Source document »
** start **

Monday, 14 February 2011

Louise Wilson






















As London gears up for ‘London Fashion Week’, 200% brings you an interview with Professor Louise Wilson OBE, Central Saint Martins Master of Fashion Course Director. Wilson is known for her deconstruct-then-reconstruct teaching style, and clear and outspoken views. Here she explains why “preparing” students for business is not the primary role of CSM; why she longs for “fashion to be unfashionable”, and whether there are any benefits for her to give interviews.

200%: Each year you review many portfolios from young, aspiring, fashion designers who apply for Central Saint Martins. How do you spot if someone has talent; for what qualities are you searching?

Louise Wilson: My job description is not to spot talent; my job description is 
Course Director. If I was a talent spotter, I would be called a ‘talent spotter’. I’m an educator: thus I’m looking for people that are interested in their subject, some of whom may become talented, but the premis of Central Saint Martins MA course is to educate people. Thus, whilst not being spotted as talented, with an education, you can still contribute to the design world. Saint Martins is tagged with this ‘star-talent-spotting’ label: but, when you’re here in the building, that’s not what we’re about – that’s other peoples’ projections.

** end **

Information supplied »
** start **

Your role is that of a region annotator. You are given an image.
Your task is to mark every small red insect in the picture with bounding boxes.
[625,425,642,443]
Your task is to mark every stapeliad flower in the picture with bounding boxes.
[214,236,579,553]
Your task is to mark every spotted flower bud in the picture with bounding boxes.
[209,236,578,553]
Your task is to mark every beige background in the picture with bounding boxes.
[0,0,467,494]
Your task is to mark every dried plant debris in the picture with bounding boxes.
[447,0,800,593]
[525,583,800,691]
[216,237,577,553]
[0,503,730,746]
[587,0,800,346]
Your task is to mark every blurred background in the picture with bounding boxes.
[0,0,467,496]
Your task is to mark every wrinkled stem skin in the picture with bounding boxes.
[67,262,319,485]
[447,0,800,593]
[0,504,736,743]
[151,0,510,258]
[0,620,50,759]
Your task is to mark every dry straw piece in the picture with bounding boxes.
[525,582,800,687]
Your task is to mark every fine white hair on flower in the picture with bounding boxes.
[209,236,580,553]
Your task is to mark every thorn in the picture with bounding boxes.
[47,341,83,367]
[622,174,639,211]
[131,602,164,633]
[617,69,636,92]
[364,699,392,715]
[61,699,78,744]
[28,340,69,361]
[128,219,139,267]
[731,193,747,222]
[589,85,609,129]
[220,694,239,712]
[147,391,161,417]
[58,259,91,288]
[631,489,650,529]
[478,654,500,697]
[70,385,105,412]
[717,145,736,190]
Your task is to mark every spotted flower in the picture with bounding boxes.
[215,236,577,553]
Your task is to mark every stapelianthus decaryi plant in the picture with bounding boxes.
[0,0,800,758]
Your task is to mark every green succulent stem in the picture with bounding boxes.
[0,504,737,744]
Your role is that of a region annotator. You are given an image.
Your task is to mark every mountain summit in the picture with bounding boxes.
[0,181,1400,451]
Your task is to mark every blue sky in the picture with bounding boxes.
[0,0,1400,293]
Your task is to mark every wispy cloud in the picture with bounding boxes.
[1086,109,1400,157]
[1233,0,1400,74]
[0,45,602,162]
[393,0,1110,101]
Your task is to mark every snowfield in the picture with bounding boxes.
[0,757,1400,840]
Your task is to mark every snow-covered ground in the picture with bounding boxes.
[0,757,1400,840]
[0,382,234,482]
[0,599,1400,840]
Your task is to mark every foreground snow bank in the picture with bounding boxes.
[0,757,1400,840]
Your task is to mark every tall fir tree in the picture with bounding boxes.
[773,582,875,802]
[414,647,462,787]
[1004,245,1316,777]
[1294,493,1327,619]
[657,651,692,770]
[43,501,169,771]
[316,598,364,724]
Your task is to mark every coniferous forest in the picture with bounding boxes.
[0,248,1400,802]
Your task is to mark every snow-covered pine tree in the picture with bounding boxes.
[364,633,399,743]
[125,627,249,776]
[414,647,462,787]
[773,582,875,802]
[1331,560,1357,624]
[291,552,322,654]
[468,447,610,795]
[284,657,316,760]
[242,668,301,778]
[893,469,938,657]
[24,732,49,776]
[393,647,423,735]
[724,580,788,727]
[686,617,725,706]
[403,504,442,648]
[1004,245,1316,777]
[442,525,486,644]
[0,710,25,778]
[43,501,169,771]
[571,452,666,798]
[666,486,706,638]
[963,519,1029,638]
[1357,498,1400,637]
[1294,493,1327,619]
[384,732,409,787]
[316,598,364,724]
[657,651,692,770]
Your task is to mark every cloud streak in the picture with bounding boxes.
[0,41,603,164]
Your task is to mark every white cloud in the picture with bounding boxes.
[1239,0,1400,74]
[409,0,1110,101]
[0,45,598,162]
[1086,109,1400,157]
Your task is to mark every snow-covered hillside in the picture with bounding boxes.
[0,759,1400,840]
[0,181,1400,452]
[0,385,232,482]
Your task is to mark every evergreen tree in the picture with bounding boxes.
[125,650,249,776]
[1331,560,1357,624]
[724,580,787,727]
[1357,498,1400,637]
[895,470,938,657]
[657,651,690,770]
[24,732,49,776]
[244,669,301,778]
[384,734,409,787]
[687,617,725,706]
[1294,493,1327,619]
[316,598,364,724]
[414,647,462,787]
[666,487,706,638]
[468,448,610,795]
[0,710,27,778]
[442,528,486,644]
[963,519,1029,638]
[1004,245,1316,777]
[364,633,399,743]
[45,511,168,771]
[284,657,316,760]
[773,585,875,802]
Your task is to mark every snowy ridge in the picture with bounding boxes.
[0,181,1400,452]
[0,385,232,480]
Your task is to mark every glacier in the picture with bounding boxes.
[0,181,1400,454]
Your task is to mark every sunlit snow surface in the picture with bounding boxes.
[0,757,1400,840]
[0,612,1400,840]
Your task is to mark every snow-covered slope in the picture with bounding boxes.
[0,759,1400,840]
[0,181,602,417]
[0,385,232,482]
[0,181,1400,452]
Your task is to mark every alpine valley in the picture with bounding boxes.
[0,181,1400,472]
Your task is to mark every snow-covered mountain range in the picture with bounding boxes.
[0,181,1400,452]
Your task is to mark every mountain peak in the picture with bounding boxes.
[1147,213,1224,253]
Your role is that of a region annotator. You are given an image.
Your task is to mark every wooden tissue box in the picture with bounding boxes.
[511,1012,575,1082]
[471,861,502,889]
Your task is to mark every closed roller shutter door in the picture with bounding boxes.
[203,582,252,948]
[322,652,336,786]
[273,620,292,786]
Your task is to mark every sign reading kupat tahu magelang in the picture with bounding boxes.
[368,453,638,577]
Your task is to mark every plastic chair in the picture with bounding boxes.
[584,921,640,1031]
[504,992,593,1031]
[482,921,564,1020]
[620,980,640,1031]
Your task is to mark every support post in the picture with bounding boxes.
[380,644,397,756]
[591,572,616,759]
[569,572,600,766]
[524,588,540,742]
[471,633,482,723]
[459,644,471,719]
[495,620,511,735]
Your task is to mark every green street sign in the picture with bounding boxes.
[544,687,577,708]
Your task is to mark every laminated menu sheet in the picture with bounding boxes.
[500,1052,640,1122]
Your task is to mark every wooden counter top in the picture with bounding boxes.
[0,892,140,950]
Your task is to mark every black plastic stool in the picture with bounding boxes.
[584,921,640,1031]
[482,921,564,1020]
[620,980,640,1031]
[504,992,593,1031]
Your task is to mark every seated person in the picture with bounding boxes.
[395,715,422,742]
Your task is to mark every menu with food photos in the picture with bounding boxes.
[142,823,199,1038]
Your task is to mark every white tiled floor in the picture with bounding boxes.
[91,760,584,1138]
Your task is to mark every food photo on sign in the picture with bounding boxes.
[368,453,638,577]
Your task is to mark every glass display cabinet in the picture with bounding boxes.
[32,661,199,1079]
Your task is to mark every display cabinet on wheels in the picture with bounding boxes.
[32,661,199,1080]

** end **

Written exercise 1 »
Reproduce the part of the Louise Wilson interview starting with "As London gears" and going on through "are you searching?", swapping "portfolios" for "sketchbooks".
Written exercise 2 »
Carry on the Louise Wilson interview from its last sentence.

Result 1 »
As London gears up for ‘London Fashion Week’, 200% brings you an interview with Professor Louise Wilson OBE, Central Saint Martins Master of Fashion Course Director. Wilson is known for her deconstruct-then-reconstruct teaching style, and clear and outspoken views. Here she explains why “preparing” students for business is not the primary role of CSM; why she longs for “fashion to be unfashionable”, and whether there are any benefits for her to give interviews.

200%: Each year you review many sketchbooks from young, aspiring, fashion designers who apply for Central Saint Martins. How do you spot if someone has talent; for what qualities are you searching?

Result 2 »
200%: For what do you look when you review a portfolio?

Louise Wilson: I look for different skills: some people have cutting skills, some design or colour skills, some research skills, and some have it all. Whilst some people have only one or two skills, you take them in the hope you can drag the other skills out of them.

200%: Do you also teach your students the business side of the job?

Louise Wilson: No, because we’re too busy teaching them the creative aspect of the job, and we can not and should not be expected to do everything.

200%: Somehow, though, you teach your students the business side of the job as they all go on to have quite successful businesses.
Louise Wilson: I don’t think we do anything in particular, as we don’t give any lectures specific to business as it’s in-built! In-built in the briefs; in-built when we speak to them; in-built into dialogues, and with people that they meet and whom we suggest they meet. Whilst this is how we “prepare” them for business, this is not our primary role. We’re an Art college, and I never say we “prepare” them for business. Many art colleges have tried to tackle business and it has not been a success.

200%: It appears that some fashion journalists make your name synonymous with the words of ‘fearsome’, ‘opinionated’, or ‘abrasive’ when they refer to your teaching style. Does it bother you how you’re portrayed in the press?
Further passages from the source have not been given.